TASK TO COMPLETE>
All lines from the one containing "of the large" to the final line of the material should be retyped exactly. Nothing else belongs in the response.

━━ PROVIDED RECORDS

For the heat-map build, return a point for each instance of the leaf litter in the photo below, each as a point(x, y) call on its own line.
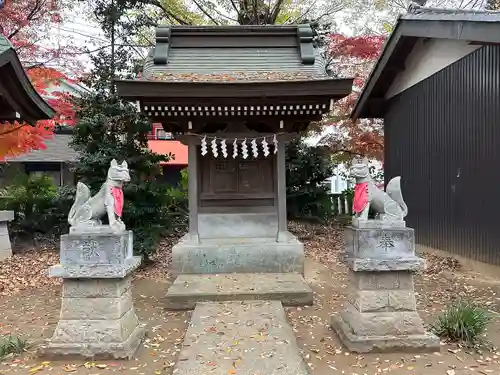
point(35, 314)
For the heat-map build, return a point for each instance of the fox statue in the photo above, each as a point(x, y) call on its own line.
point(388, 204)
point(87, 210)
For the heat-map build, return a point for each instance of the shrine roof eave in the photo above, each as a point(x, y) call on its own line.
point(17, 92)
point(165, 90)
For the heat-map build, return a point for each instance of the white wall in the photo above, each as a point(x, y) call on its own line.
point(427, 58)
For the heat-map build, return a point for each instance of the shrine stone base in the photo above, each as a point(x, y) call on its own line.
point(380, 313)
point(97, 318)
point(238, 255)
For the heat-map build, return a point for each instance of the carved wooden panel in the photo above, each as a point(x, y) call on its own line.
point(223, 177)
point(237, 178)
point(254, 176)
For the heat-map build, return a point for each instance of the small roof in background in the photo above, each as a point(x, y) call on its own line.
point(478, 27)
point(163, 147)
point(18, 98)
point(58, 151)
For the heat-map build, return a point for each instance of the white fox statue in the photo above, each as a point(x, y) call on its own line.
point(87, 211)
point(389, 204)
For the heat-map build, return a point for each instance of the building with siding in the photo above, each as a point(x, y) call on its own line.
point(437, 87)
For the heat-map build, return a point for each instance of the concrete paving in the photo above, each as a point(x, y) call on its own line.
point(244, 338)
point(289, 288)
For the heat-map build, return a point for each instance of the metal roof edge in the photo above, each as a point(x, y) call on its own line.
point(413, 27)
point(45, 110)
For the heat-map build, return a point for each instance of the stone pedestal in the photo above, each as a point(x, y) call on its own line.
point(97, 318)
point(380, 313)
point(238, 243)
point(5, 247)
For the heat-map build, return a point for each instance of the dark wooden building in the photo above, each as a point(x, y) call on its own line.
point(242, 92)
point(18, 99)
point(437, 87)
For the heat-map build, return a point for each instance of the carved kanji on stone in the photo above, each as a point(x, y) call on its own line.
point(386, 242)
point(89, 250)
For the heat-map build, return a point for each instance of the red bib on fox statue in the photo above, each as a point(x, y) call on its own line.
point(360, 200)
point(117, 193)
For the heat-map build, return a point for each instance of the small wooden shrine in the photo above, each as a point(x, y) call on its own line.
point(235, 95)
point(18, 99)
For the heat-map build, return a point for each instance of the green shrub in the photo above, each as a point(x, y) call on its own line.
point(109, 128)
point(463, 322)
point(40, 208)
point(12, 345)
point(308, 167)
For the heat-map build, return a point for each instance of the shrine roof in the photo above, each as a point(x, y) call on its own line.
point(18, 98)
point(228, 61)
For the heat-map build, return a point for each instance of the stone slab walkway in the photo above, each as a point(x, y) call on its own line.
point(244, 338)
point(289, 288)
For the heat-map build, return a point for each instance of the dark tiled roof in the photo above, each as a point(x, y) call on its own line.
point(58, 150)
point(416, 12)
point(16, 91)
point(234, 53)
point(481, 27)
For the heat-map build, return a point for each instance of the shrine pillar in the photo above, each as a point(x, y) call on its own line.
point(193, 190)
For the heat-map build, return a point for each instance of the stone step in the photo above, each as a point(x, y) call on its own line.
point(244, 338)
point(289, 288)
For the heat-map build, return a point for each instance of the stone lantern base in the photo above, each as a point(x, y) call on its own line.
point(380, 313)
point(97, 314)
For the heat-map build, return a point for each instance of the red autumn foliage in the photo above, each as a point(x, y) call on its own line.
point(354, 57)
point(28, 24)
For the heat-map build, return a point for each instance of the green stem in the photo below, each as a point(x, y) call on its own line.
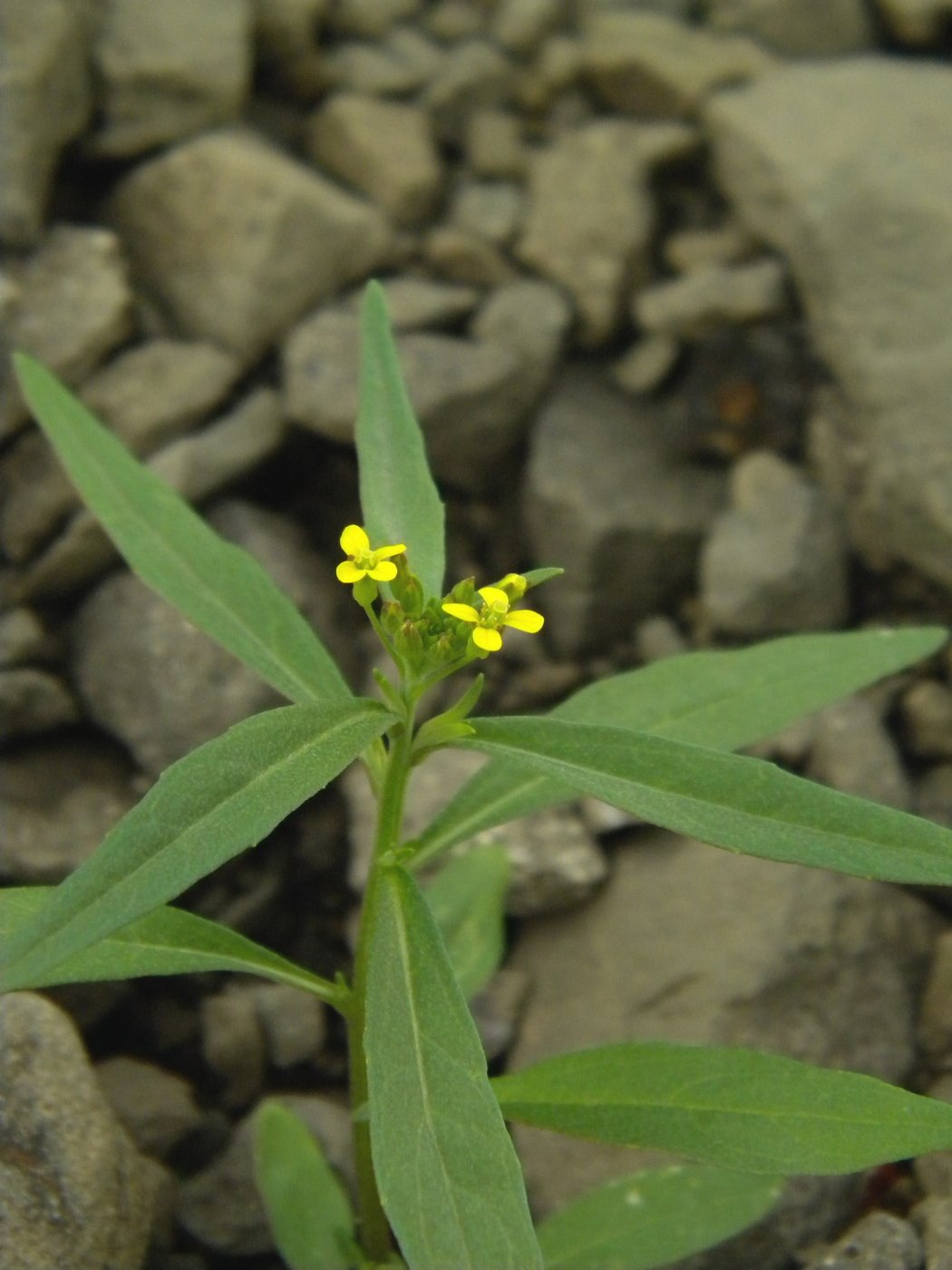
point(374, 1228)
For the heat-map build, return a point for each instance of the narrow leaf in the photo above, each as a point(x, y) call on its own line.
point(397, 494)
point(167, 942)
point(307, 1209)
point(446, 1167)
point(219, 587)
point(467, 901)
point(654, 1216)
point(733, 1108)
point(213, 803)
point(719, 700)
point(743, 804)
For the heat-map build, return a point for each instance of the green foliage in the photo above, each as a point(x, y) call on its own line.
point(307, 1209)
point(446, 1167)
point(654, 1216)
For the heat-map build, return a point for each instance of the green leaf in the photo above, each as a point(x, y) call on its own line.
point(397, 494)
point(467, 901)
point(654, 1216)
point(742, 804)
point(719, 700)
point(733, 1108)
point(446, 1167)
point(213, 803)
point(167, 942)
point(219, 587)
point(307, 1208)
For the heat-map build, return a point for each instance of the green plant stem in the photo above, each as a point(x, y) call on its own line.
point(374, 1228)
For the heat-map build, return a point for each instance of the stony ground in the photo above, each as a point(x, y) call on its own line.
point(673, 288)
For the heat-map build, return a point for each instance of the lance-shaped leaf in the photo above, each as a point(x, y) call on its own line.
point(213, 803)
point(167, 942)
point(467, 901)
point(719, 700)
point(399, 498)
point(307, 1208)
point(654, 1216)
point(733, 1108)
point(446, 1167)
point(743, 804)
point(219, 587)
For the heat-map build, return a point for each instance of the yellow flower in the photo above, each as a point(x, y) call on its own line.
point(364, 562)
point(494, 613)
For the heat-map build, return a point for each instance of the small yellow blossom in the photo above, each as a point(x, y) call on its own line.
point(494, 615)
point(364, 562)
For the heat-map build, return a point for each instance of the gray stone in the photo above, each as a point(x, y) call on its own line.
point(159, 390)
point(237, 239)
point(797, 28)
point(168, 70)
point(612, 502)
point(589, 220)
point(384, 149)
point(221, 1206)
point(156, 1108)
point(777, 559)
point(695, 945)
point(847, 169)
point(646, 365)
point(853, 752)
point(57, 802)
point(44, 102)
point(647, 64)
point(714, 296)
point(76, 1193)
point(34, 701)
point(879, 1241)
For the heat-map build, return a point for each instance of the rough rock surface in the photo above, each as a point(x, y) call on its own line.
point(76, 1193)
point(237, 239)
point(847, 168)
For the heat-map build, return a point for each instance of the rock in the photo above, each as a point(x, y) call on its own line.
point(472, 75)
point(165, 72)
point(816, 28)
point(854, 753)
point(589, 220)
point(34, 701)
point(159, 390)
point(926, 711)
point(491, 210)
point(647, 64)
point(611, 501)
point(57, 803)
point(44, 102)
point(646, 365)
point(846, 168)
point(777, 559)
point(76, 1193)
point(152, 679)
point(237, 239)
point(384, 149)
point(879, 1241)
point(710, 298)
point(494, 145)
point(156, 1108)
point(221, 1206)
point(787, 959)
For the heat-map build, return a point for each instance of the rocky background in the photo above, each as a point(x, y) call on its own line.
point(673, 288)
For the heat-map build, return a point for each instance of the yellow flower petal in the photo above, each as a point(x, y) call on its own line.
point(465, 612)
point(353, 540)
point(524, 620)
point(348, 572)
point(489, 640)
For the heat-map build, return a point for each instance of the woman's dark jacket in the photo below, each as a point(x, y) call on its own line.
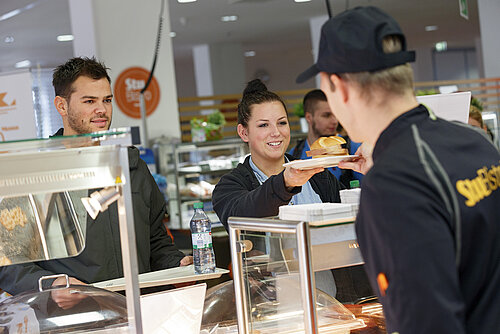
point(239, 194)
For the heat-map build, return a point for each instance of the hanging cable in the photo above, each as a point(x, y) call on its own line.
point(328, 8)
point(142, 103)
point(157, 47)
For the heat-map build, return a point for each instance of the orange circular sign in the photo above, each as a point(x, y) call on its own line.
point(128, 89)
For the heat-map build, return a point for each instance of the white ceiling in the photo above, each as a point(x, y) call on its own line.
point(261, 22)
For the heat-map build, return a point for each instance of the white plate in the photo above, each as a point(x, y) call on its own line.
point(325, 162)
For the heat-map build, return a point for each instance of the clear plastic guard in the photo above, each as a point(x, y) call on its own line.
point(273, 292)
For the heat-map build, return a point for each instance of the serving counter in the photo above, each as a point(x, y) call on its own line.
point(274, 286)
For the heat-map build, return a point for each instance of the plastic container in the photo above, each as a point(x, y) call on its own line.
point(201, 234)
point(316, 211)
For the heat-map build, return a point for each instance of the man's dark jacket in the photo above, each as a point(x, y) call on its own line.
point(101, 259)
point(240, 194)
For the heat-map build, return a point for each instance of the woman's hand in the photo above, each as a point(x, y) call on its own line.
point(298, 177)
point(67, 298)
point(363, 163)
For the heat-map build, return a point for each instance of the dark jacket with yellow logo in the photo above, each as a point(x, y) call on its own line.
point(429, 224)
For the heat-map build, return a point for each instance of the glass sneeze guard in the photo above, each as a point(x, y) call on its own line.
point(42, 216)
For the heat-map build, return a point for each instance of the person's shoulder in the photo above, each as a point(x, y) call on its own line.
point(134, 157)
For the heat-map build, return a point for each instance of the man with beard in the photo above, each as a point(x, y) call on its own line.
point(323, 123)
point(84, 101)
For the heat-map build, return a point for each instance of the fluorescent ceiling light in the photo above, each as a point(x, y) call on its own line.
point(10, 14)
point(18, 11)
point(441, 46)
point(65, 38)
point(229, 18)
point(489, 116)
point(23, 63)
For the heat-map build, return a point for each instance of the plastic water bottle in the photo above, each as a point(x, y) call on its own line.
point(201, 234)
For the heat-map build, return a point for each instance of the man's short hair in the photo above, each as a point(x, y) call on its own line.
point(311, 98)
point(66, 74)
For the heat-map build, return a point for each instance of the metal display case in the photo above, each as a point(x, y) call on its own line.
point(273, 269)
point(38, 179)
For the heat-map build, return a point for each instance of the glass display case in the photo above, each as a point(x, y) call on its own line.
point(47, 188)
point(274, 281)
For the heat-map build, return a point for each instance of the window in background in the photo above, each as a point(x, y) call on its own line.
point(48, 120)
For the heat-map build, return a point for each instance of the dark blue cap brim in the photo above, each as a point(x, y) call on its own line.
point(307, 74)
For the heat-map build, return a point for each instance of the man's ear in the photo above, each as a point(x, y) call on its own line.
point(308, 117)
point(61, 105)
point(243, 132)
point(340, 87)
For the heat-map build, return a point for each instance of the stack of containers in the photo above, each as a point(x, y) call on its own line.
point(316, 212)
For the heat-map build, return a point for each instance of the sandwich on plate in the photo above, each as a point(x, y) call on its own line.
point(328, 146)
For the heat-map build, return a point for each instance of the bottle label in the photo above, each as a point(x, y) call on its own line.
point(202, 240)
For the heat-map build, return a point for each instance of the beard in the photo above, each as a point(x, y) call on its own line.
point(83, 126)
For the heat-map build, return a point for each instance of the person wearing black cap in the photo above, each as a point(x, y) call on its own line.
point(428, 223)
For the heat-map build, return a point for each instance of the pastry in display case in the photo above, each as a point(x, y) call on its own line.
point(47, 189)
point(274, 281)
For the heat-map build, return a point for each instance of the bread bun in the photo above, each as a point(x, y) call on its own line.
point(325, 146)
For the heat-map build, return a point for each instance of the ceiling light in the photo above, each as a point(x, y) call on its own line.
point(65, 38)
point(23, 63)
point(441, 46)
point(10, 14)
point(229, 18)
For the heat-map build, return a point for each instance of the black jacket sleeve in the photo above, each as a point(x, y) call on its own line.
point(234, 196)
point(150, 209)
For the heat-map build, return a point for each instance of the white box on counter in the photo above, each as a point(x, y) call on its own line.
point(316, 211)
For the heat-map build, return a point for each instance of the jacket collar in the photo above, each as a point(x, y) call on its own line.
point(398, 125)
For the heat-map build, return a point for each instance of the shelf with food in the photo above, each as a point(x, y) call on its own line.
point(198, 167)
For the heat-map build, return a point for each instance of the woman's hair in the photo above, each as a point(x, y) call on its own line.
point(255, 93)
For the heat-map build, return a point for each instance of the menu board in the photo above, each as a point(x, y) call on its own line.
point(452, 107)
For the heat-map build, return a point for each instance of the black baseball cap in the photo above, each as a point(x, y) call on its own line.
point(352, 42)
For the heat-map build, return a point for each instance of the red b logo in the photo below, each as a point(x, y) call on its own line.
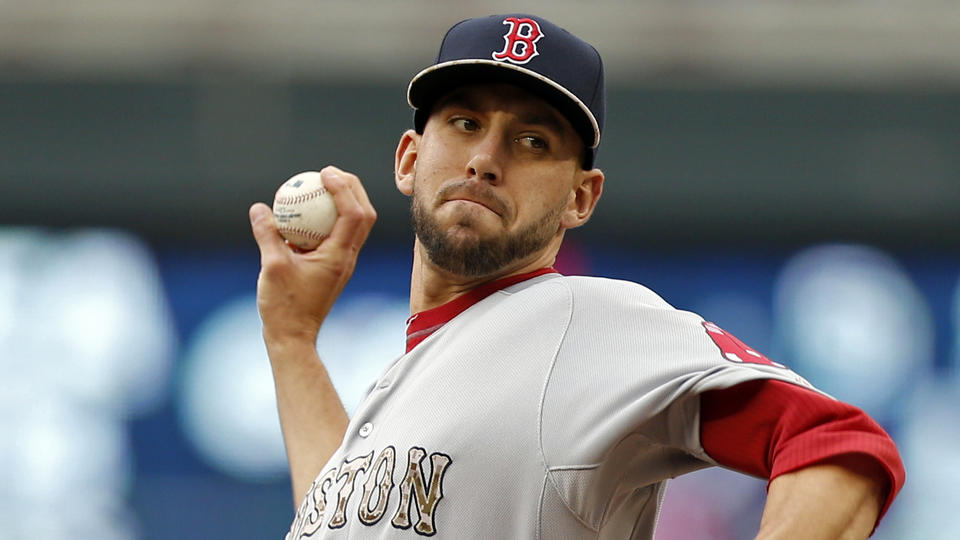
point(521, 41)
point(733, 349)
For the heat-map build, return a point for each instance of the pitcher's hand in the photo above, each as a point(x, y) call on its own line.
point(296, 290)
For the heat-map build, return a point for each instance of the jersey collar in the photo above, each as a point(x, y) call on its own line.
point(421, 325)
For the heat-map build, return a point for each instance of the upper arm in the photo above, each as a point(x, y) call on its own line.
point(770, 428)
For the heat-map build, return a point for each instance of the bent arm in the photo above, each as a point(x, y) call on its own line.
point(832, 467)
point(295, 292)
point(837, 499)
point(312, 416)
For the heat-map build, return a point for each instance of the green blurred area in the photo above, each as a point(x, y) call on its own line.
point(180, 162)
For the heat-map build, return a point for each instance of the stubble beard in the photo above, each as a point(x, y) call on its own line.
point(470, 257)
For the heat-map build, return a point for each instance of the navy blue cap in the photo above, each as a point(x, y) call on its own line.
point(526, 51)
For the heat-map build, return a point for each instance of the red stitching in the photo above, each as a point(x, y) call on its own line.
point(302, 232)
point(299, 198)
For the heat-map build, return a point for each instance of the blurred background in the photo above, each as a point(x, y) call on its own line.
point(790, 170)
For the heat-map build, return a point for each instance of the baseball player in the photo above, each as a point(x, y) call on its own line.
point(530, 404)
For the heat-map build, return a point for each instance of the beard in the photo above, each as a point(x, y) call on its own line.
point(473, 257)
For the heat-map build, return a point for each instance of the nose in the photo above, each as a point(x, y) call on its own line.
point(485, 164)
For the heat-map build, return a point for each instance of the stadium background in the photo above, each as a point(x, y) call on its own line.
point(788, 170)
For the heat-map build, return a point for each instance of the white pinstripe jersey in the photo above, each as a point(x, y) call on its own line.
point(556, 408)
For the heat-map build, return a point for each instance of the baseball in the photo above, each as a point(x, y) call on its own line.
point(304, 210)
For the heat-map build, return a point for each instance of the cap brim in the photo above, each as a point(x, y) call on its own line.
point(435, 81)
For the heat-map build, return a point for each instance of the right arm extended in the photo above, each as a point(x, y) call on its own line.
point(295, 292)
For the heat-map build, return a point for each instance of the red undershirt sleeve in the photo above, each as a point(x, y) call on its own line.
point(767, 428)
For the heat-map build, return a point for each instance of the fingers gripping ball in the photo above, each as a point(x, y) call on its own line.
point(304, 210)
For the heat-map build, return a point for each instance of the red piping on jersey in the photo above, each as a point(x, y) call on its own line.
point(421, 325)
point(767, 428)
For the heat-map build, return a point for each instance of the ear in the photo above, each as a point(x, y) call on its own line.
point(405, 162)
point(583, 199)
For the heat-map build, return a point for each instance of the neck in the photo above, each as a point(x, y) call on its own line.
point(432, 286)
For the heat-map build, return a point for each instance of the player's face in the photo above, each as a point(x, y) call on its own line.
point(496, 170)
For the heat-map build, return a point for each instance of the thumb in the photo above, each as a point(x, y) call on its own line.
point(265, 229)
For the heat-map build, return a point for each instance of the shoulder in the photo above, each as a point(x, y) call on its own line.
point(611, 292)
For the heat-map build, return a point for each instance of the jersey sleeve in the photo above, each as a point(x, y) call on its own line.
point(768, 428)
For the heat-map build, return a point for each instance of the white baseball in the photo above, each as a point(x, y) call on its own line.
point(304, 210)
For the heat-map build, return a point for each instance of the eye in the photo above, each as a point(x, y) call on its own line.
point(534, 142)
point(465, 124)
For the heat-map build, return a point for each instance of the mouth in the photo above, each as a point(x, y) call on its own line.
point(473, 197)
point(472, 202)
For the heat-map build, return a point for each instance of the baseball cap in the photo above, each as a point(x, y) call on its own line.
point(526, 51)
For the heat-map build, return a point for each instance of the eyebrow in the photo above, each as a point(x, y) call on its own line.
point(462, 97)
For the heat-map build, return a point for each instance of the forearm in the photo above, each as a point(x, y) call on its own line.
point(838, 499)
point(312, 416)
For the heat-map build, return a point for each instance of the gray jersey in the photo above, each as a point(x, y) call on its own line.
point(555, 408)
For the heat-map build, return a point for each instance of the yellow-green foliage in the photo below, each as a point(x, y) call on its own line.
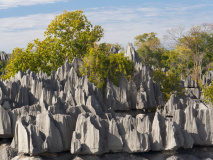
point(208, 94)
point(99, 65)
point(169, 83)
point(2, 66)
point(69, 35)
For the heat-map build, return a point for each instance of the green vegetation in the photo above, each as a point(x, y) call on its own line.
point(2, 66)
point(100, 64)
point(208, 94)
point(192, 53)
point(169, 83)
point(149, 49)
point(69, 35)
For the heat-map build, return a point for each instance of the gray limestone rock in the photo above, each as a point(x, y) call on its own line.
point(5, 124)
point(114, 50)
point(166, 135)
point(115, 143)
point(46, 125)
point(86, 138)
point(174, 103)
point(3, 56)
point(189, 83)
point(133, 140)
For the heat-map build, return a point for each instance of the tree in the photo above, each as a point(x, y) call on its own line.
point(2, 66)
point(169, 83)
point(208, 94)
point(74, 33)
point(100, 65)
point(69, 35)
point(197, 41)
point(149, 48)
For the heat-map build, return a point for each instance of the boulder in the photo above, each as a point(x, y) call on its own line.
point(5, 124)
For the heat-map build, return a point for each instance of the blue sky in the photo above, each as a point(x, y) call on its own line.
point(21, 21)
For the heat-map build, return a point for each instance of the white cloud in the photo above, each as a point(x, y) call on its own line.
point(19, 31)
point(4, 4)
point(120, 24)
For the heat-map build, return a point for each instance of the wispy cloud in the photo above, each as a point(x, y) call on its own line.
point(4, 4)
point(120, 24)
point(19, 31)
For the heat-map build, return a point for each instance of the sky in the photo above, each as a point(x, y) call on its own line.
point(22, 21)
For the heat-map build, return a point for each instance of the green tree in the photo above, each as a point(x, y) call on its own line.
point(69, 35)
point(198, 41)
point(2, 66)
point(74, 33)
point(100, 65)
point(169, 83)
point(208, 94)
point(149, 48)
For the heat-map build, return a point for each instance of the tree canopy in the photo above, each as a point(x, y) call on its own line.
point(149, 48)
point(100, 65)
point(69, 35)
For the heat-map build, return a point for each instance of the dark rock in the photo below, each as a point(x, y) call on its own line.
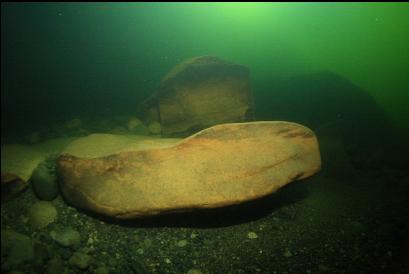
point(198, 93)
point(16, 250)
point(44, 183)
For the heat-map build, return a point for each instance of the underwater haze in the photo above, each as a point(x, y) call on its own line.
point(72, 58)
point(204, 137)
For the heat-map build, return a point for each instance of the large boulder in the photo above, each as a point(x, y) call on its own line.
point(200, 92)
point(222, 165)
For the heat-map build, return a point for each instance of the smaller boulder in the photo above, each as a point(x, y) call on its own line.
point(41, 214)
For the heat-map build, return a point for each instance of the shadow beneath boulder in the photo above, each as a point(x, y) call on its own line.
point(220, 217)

━━━━

RESULT FOR THIS TASK>
For the heat-map build, return a point for each instance of the large boulder in the photo above, each as a point(x, y) call on its own line.
point(200, 92)
point(222, 165)
For the heat-map build, return a point for each instance of the smaller boulder in the photo above, each as a point(x, y) call on its own line.
point(41, 214)
For the heat-map build, return a point for each instance of the shadow beneath boulder in the photo above, each as a point(x, y) call on its own line.
point(220, 217)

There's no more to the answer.